━━ Selection

According to my calculations, you have to solve the following cubic equation: (2*a^2)*x^3 + (3*a*b)*x^2 + (2*a*c - 2*a*py + b^2 + 1)*x + (b*c - b*py - px) = 0 –  rodrigo Mar 21 '12 at 8:58

I assume what you want is the point on a parabola that is closest to another point in the plane. Let's assume the parabola is given by y = a * x^2 + b * x + c and that you want to find the point on it closest to the point A(xa, ya).

I would propose you use hill climbing. It finds a local minimum in a function with a logarithmic complexity. I will write example c++ code assuming there is a function h(x) that calculates the distance from A to the point with the point with x coordinate equal to x on the parabola.

━━━━
━━ Data rows

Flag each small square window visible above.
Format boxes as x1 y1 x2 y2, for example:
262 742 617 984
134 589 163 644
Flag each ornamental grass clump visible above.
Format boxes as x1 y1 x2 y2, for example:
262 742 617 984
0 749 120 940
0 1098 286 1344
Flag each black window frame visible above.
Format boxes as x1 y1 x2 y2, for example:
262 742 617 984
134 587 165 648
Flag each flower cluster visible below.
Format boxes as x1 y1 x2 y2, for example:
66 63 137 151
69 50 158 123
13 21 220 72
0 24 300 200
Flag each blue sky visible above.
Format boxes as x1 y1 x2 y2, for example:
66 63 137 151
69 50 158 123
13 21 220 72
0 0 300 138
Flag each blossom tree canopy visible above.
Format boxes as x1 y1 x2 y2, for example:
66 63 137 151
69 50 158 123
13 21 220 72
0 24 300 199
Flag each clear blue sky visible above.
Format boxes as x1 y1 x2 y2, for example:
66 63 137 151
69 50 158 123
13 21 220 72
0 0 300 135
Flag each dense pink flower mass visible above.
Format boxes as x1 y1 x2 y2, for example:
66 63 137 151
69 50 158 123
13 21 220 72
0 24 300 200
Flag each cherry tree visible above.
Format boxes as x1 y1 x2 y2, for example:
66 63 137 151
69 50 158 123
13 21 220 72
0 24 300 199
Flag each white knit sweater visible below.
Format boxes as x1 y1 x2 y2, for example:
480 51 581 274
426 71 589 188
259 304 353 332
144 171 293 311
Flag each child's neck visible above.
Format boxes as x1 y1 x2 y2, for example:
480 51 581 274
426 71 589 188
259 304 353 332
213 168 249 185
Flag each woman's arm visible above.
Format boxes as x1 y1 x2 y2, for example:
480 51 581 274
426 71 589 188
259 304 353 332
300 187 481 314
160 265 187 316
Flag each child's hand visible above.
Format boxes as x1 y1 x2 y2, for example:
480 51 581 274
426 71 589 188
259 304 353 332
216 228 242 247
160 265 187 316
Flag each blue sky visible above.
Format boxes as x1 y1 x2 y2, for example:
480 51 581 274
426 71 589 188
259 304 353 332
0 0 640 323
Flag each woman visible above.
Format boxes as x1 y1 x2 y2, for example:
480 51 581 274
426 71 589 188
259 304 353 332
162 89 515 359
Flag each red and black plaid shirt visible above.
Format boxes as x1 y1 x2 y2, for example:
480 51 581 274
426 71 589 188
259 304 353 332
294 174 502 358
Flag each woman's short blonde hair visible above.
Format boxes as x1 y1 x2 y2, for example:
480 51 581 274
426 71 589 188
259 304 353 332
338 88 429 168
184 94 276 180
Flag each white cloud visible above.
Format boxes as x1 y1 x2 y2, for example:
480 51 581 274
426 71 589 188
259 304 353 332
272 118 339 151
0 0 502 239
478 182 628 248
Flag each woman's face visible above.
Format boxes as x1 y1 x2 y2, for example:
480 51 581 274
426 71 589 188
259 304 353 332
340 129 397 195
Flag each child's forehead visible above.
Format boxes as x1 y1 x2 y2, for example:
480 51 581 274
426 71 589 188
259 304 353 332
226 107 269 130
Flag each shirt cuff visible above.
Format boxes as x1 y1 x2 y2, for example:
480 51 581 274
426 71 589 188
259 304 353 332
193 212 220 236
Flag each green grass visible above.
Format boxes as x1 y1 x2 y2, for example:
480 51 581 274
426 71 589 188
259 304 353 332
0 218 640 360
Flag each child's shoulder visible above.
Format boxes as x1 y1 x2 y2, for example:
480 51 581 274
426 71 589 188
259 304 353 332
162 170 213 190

━━━━

» **Required tasks**
[1] Repeat word for word everything in the passage on the closest point on a parabola from "I assume what" down to "point A(xa, ya).".
[2] Reproduce, without any change, everything in the listing from the line containing "Flag each dense" down to the line containing "213 168 249 185", including both of those lines.
The passage on the closest point on a parabola has no connection to the listing.

» **Answers**
[1]
I assume what you want is the point on a parabola that is closest to another point in the plane. Let's assume the parabola is given by y = a * x^2 + b * x + c and that you want to find the point on it closest to the point A(xa, ya).

[2]
Flag each dense pink flower mass visible above.
Format boxes as x1 y1 x2 y2, for example:
66 63 137 151
69 50 158 123
13 21 220 72
0 24 300 200
Flag each cherry tree visible above.
Format boxes as x1 y1 x2 y2, for example:
66 63 137 151
69 50 158 123
13 21 220 72
0 24 300 199
Flag each white knit sweater visible below.
Format boxes as x1 y1 x2 y2, for example:
480 51 581 274
426 71 589 188
259 304 353 332
144 171 293 311
Flag each child's neck visible above.
Format boxes as x1 y1 x2 y2, for example:
480 51 581 274
426 71 589 188
259 304 353 332
213 168 249 185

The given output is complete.